PAGE TEXT –
The only thing better than looking forward to a read with a cozy preconception as to what the story will bring, and being satisfied with your expectation, is to be blanket-tossed up in the air by a book that tightens up and bounces you unexpectedly into a very different direction, leaving you to freewheel for a while, scrambling for a sense of where you’re going, then catching you and returning you, more or less gently, to solid ground. Turtle Diary is that second kind of book.

The plot is easily condensed. Two middle-aged and currently unattached Londoners, William G. and Neaera H., both struggling with a stagnant state of being, visit the Zoo and are, separately, attracted to the sea turtle tank and the stoic inhabitants within. Musing on the cosmic injustice of these far-roaming creatures being confined to a tiny volume of water, William and Neaera each consider the possibility of somehow freeing the turtles back into the sea. As each of them in turn carry on their separate narrations, we see that their thoughts are uncannily similar, both regarding the turtles and other aspects of their solitary existences, and their relationships (or lack thereof) to those around them. Inevitably William and Neaera meet, speak, share their turtle-liberation impulses, and formulate a practical plan to carry it out, helped by the like-minded zookeeper. Can you guess where we’re going from here? Two lonely people, sharing a joint goal, yearning desperately for love…?

Well, abundant blessings to Russell Hoban. He faces up to and jumps the clichés beautifully, and I salute him for it.

extra virgin annie hawes8.

Extra Virgin

by Annie Hawes ~ 2001

I’ve read a whole lot of memoirs this past year, and thoroughly enjoyed all of them, but this one was just a little bit extra-special. It was a quietly intense pleasure from Prologue to reluctantly-turned last page.

Back in the early 1980s, a young Englishwoman, recently turned down as a “poor risk” in her attempt to receive bank financing to buy her own home in England, is at loose ends and feeling rather sour about life in general. Her sister convinces her to come along on a working trip to Italy, grafting roses for a small commercial operation in the Ligurian hills, in the region of the “Italian Riviera”. The two eventually purchase a bargain property in the area, 2000 pounds for a stone house in an olive grove. Of course, it needs a bit of work…

But this is a rather different tale from the usual “we bought a place in a foreign paradise and hired quaint locals to fix it up” lifestyle porn. Written several decades after the purchase, the tone is not at all cutesy and patronizing. The sisters go to and from England and Italy regularly for many years – England for the “real” jobs which earn the funds to return to Italy for the love of the place, and, increasingly, the people.

ENTRIES –
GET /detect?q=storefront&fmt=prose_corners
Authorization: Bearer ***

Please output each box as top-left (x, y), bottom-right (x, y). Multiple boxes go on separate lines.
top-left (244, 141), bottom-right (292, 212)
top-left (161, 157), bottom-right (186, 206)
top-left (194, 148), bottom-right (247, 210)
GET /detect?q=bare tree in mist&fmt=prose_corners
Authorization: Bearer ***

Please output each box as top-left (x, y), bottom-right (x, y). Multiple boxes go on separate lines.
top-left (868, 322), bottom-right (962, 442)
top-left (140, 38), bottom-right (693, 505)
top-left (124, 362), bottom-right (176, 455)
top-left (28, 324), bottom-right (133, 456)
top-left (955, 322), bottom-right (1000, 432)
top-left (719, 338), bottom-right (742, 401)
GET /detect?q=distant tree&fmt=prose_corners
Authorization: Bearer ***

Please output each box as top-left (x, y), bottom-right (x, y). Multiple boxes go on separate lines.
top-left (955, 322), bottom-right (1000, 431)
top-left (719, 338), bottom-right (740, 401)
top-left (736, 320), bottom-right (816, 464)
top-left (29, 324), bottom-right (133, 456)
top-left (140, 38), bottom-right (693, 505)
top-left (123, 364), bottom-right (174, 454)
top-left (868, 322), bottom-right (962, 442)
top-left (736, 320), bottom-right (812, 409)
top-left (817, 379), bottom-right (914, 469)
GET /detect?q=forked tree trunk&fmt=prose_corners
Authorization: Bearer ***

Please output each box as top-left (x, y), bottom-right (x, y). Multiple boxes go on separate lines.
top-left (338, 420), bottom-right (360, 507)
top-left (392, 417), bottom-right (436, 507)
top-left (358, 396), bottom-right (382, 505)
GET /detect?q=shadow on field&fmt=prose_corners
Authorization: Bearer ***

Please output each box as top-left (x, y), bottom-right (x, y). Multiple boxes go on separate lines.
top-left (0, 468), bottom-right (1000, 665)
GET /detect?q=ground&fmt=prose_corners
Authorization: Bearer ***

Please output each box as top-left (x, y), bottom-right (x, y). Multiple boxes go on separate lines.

COMPLETE THE FOLLOWING –
A: In the records, take the lines from the one holding "GET /detect?q=ground&fmt=prose_corners" through the end of the records, inclusive. Reproduce them, substituting "Several" for "Multiple" and leaving everything else unchanged.
B: Resume the book reviews, picking up right after their final sentence.

EXPECTED OUTPUTS –
A:
GET /detect?q=ground&fmt=prose_corners
Authorization: Bearer ***

Please output each box as top-left (x, y), bottom-right (x, y). Several boxes go on separate lines.

B:
And, as a bonus, the author can certainly write about food. Amazing descriptions of the wild-crafted, gardening and culinary abundance of Liguria. Well done, Annie Hawes.

monkey beach eden robinson7.

Monkey Beach 

by Eden Robinson ~ 2000

Fabulous writer, this Eden Robinson. Such a strong book, and completely mesmerizing.

Lisamarie Hill is a young woman of mixed Haisla, Heiltsuk, and European heritage, from the Haisla village of Kitamaat, on an island in the Haida Gwaii group off the north coast of British Columbia. Lisamarie’s younger brother Jimmy has been reported as lost at sea, and as she and her family wait for news of the search mission, Lisamarie thinks back to her childhood, and the life she shared with Jimmy growing up in an intricately complex world of tradition and modernity and a mix of cultural influences.

The author flouts our expectations by both detailing some of the bleakness of First Nations life as her protagonist experienced it, and the more frequent deep joy of family and community. The humour is constant throughout, accompanying the most horrible of scenarios, a happily ironic paradox which inexplicably works.

This book almost made my Most Unexpected list, but it was so good that it really belongs over here.

midnight on the desert j b priestley 0016.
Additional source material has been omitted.